> **REQUIREMENTS**
A. List every analytics platform that the LaunchDarkly export guide names as a possible destination for the experiment data.
B. In the LaunchDarkly export guide, shorten the paragraph that begins "Important: The setup.sh script" to a single brief sentence and keep its main facts.
C. Carry the LaunchDarkly export guide forward from its final sentence.

> **PASSAGE TO READ**
:::

LaunchDarkly Experiment Data Export to S3 Reference Implementations

Reference implementations showing how to integrate LaunchDarkly experiment evaluation data with AWS S3 using Kinesis Firehose. This enables real-time streaming of experiment data to your analytics platform.

This project includes implementations in Python and PHP, each demonstrating how to capture experiment evaluation data and stream it to S3 for analytics integration.

Overview

The implementations capture LaunchDarkly experiment evaluation data and stream it to AWS S3 via Kinesis Firehose, enabling integration with analytics platforms like Databricks, Snowflake, BigQuery, or Athena.

Architecture

LaunchDarkly SDK → [Language-Specific Integration] → Kinesis Firehose → S3
                                                      ↓
                                              [Your Analytics Platform]

Implementation Approaches

Python: Uses LaunchDarkly SDK's after_evaluation hook to automatically intercept flag evaluations
PHP: Uses a VariationDetailAnalyticsWrapper wrapper class around variationDetail() method.

Prerequisites

AWS Account with permissions to create and manage:
- Kinesis Firehose delivery streams
- S3 buckets
- IAM roles and policies
LaunchDarkly Account with:
- SDK key
- Feature flags with experiments enabled
Language Requirements:
- Python 3.9+ with Poetry (for Python implementation)
- PHP 8.1+ with Composer (for PHP implementation)

Quick Start

1. Set Up AWS Resources

This integration requires the following AWS resources:

S3 Bucket: Stores experiment data with hourly partitioning (experiments/year=YYYY/month=MM/day=DD/hour=HH/)
IAM Role: Allows Kinesis Firehose to write to the S3 bucket
Kinesis Firehose Delivery Stream: Streams experiment events from your application to S3

You can create these resources in two ways:

Option A: Automated Setup (Recommended)

Run the shared setup script from the project root:

# First, ensure AWS CLI is configured with your credentials
aws configure
# OR if using SSO:
aws sso login

# Then run the setup script
./setup.sh

Important: The setup.sh script uses AWS CLI credentials (configured via aws configure or aws sso login), not the .env file. The .env file is only used later by your application code to send data to Firehose.

:::

> **DATASET EXTRACT**
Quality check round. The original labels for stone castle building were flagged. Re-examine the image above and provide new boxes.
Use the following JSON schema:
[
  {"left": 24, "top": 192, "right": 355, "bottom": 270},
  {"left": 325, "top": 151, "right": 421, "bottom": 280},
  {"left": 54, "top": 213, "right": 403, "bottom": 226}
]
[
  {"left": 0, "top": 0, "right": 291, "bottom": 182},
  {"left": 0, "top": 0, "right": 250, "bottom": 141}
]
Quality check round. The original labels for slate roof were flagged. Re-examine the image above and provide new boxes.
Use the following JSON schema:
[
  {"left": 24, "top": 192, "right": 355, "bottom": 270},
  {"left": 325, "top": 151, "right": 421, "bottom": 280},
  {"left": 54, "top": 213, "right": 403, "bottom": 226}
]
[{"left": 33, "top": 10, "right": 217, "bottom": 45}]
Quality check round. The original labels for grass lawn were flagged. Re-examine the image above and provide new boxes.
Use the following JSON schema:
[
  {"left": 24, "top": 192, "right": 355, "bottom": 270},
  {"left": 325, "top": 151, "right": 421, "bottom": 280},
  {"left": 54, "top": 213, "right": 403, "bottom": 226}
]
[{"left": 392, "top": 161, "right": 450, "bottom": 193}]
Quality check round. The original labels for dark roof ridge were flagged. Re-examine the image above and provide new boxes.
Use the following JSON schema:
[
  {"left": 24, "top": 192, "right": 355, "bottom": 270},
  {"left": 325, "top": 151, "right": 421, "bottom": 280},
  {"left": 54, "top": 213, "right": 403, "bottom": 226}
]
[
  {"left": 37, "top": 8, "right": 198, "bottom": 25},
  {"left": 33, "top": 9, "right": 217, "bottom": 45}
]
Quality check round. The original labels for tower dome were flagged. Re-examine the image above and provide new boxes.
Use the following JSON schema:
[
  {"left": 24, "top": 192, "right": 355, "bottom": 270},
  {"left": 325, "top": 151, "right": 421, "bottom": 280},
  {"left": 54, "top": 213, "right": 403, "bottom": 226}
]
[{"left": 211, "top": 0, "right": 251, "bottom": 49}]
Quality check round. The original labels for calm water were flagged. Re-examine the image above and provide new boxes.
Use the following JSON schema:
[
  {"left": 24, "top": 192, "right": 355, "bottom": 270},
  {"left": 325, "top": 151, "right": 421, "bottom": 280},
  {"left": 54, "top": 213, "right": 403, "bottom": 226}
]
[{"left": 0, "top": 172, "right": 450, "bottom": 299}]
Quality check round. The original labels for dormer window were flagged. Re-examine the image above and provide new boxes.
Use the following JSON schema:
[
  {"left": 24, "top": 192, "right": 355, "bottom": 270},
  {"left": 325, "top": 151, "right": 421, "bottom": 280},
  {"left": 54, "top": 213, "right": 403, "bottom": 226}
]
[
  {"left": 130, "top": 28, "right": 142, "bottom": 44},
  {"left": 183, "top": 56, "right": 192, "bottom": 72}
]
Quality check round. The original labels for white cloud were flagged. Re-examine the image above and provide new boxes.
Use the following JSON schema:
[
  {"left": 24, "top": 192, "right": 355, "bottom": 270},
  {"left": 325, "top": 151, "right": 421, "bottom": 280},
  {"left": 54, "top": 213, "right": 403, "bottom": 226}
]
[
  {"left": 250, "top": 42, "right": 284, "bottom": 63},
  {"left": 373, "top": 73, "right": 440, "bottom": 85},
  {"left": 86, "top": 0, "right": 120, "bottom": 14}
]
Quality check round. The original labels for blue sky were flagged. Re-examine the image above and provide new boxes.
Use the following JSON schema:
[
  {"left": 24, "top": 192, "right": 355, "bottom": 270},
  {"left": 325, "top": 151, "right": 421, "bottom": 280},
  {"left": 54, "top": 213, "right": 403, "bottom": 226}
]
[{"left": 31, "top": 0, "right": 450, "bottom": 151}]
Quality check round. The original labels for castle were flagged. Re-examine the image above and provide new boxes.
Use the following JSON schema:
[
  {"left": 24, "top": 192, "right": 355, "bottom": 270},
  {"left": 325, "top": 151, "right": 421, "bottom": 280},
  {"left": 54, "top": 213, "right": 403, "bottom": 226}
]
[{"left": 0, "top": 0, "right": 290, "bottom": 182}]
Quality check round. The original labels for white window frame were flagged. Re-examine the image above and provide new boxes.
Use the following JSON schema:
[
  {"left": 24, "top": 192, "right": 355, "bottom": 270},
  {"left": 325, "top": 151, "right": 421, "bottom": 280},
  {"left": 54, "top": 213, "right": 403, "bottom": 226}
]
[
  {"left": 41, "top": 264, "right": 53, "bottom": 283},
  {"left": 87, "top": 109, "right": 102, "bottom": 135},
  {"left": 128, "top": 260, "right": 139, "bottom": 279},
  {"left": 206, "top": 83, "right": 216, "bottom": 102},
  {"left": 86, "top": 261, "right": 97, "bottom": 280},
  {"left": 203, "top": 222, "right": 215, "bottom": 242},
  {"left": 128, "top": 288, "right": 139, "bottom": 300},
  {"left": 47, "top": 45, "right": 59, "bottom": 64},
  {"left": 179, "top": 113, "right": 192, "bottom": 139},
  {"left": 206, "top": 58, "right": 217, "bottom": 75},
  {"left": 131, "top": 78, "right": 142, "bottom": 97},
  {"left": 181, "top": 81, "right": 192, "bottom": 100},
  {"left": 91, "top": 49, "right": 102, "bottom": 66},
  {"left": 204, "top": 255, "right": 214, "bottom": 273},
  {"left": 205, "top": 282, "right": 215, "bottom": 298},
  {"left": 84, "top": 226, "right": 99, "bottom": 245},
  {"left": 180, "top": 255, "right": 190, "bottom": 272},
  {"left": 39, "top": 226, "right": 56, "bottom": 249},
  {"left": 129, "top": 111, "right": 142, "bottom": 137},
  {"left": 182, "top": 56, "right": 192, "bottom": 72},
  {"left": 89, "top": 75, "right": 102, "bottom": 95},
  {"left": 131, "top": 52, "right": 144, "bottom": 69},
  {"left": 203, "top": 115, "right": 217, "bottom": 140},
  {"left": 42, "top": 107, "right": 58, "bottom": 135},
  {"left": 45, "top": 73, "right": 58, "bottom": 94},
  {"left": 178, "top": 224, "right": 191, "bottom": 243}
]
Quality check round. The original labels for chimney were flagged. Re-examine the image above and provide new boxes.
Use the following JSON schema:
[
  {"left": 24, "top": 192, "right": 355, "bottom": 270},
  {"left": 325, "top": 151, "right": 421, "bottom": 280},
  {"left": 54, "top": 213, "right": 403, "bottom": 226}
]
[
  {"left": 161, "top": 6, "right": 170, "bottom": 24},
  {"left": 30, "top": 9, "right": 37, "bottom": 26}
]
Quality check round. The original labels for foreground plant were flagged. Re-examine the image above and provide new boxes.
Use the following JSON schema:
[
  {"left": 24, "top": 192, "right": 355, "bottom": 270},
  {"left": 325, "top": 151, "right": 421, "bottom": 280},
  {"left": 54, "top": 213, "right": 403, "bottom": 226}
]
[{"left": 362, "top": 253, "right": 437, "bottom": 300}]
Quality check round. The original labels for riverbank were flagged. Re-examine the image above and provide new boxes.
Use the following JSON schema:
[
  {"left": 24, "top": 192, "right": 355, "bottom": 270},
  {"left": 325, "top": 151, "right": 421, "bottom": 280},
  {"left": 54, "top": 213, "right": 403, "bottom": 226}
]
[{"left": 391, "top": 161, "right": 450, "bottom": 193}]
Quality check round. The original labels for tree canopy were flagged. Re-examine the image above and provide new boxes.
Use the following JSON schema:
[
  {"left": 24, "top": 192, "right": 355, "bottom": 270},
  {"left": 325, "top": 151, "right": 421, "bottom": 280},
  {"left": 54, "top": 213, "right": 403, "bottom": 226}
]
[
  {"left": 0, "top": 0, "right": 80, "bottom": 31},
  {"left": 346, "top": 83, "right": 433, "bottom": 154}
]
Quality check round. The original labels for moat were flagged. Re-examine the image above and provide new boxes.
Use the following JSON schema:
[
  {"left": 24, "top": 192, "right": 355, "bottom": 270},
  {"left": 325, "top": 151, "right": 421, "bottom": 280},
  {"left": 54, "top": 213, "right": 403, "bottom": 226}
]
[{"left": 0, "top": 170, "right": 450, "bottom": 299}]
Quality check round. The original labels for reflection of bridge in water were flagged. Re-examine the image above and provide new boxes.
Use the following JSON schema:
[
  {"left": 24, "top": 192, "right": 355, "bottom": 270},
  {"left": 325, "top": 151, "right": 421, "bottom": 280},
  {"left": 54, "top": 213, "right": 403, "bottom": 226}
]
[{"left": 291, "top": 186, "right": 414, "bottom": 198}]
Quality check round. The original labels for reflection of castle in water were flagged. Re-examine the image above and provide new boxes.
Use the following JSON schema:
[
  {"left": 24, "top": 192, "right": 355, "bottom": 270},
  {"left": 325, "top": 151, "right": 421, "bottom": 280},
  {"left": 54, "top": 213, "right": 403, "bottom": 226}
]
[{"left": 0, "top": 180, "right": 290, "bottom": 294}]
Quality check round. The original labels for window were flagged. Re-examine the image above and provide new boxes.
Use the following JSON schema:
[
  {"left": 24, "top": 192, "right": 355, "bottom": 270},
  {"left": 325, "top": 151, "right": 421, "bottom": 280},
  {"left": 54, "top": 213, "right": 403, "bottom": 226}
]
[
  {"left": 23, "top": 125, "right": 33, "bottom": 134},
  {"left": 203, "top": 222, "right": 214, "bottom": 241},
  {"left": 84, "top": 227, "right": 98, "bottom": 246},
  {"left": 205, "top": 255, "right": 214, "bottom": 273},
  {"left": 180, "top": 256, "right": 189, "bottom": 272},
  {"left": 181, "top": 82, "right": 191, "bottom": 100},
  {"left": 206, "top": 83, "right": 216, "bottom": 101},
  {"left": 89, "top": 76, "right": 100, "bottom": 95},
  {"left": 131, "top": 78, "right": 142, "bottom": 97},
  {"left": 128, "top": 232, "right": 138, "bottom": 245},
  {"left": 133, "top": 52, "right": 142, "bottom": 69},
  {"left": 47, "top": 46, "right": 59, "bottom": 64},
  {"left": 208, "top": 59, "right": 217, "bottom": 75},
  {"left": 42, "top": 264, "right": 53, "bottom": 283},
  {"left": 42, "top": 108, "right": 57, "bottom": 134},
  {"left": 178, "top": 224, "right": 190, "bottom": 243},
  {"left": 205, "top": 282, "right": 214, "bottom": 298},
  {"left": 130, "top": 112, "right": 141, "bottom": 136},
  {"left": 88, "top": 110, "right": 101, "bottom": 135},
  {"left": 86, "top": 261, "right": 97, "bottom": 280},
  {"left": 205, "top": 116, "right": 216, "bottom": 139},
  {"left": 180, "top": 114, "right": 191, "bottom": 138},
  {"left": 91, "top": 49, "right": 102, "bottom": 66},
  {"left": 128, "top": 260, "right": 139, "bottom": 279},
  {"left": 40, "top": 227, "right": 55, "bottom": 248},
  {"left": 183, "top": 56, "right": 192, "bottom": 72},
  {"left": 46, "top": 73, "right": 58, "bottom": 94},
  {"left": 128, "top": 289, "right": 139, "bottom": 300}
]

:::

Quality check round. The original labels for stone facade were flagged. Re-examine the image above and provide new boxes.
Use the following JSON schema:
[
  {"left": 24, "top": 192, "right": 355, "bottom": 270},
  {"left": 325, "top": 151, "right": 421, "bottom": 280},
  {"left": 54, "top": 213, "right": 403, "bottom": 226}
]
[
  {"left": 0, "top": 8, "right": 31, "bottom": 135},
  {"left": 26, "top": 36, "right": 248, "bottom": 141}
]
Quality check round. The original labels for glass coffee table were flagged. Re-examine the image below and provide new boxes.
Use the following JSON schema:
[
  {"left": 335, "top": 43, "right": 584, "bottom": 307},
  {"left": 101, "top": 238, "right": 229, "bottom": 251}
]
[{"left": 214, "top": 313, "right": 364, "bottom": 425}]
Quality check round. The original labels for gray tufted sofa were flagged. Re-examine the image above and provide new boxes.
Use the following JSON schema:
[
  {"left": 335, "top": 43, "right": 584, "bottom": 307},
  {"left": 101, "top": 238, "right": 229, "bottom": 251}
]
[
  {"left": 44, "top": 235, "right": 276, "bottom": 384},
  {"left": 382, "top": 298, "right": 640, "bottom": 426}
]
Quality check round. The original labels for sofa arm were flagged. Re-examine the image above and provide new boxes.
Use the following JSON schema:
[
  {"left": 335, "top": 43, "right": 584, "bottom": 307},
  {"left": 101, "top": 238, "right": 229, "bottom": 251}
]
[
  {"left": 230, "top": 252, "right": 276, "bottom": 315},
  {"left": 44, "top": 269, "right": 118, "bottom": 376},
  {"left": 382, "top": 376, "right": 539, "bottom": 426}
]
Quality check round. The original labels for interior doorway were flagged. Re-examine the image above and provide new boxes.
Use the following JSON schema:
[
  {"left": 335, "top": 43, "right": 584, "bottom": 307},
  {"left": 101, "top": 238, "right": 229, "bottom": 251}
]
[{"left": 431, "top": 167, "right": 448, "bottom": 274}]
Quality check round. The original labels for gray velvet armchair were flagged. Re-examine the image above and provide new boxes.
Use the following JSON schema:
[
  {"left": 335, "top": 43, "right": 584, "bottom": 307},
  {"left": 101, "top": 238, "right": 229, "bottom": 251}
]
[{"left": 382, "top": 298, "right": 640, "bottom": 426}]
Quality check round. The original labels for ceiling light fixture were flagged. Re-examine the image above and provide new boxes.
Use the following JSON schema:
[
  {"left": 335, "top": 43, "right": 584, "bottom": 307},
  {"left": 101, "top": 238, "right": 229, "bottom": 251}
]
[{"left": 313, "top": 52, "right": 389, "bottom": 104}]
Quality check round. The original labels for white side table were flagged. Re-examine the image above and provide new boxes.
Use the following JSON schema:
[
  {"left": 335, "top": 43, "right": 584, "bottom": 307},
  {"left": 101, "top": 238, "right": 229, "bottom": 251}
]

:::

> **RESPONSES PER TASK**
A. Databricks, Snowflake, BigQuery, Athena

B. The setup.sh script takes its credentials from the AWS CLI (via aws configure or aws sso login), not from the .env file, which the application code uses only later to send data to Firehose.

C.
The script will:

Prompt you for an S3 bucket name and AWS region
Create the S3 bucket
Create an IAM role (launchdarkly-firehose-role) with S3 write permissions
Create a Kinesis Firehose delivery stream (launchdarkly-experiments-stream)

Option B: Manual Setup

If you prefer to create resources manually or integrate with existing infrastructure:

Create S3 Bucket

aws s3 mb s3://your-launchdarkly-experiments-bucket

Create IAM Role for Firehose

# Create trust policy
cat > firehose-trust-policy.json << 'EOF'
{
  "Version": "2012-10-17",
  "Statement": [
    {
      "Effect": "Allow",
      "Principal": {
        "Service": "firehose.amazonaws.com"
      },
      "Action": "sts:AssumeRole"
    }
  ]
}
EOF

# Create the role
aws iam create-role \
  --role-name launchdarkly-firehose-role \
  --assume-role-policy-document file://firehose-trust-policy.json

# Create S3 access policy
cat > firehose-s3-policy.json << EOF
{
  "Version": "2012-10-17",
  "Statement": [
    {
      "Effect": "Allow",
      "Action": [
        "s3:AbortMultipartUpload",
        "s3:GetBucketLocation",
        "s3:GetObject",
        "s3:ListBucket",
        "s3:ListBucketMultipartUploads",
        "s3:PutObject"
      ],
      "Resource": [
        "arn:aws:s3:::your-launchdarkly-experiments-bucket",
        "arn:aws:s3:::your-launchdarkly-experiments-bucket/*"
      ]
    },
    {
      "Effect": "Allow",
      "Action": [
        "logs:CreateLogGroup",
        "logs:CreateLogStream",
        "logs:PutLogEvents"
      ],
      "Resource": "arn:aws:logs:*:*:log-group:/aws/kinesisfirehose/*"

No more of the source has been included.